Short problem:
Nothing but the lines from the one that contains "Expected: one point per instance of the green moss, each" through the end of the listing should appear, set down exactly.

::::

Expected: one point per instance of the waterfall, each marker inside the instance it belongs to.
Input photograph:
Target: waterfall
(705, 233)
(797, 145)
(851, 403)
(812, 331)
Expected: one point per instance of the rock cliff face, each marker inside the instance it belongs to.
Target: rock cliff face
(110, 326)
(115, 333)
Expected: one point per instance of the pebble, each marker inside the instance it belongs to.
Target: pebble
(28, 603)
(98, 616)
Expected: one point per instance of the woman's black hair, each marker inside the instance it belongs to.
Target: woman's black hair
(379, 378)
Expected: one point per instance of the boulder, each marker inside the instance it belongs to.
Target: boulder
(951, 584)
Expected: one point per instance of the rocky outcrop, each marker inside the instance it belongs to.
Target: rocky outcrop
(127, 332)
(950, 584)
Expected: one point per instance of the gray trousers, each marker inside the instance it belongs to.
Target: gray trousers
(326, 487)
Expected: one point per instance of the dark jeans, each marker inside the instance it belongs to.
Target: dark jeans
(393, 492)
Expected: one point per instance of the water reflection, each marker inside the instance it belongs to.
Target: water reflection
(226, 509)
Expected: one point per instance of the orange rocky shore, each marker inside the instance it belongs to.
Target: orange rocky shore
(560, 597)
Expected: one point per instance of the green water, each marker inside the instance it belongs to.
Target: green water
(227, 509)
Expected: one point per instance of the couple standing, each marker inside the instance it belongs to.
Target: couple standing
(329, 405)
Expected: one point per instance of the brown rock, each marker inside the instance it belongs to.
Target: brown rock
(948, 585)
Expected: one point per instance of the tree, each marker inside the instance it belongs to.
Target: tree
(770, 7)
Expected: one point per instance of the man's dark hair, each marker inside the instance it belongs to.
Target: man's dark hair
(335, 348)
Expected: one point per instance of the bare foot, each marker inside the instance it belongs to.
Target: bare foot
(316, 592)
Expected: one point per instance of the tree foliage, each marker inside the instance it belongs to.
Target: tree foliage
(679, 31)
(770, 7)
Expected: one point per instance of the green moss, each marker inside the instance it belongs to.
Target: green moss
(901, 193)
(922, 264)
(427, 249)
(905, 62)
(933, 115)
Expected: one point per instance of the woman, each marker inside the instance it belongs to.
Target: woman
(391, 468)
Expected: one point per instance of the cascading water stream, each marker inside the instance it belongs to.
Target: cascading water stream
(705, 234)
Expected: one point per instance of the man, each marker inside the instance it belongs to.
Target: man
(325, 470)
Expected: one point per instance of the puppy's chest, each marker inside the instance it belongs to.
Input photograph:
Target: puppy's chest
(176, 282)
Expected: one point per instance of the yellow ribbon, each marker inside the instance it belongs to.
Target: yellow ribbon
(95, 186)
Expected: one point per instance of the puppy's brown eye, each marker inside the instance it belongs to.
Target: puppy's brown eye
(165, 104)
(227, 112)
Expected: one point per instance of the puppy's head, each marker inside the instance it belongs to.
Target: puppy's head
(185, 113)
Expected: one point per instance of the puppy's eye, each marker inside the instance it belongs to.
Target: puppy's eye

::::

Output:
Expected: one point per instance of the green moss, each marker inside the instance it belongs to.
Target: green moss
(901, 193)
(922, 264)
(427, 249)
(905, 62)
(933, 115)
Expected: one point per instance of the woman, each marker inside the instance it belongs to.
Target: woman
(391, 468)
Expected: one point per instance of the cascading water stream, each marker inside the instance it belongs to.
Target: cascading water stream
(705, 234)
Expected: one point per instance of the man, each marker inside the instance it belongs to.
Target: man
(325, 470)
Expected: one point per instance of the puppy's chest, each marker inside the instance it belongs to.
Input photograph:
Target: puppy's chest
(176, 282)
Expected: one point per instance of the yellow ribbon, each marker inside the instance it belongs to.
Target: yellow ribbon
(95, 186)
Expected: one point per instance of the puppy's brown eye, each marker inside the instance it belongs to.
Target: puppy's brown eye
(165, 104)
(227, 112)
Expected: one point per instance of the puppy's head, each marker inside the instance it belongs to.
Target: puppy's head
(185, 113)
Expected: one point per instance of the puppy's eye, each marker inside the instance it belongs to.
Target: puppy's eye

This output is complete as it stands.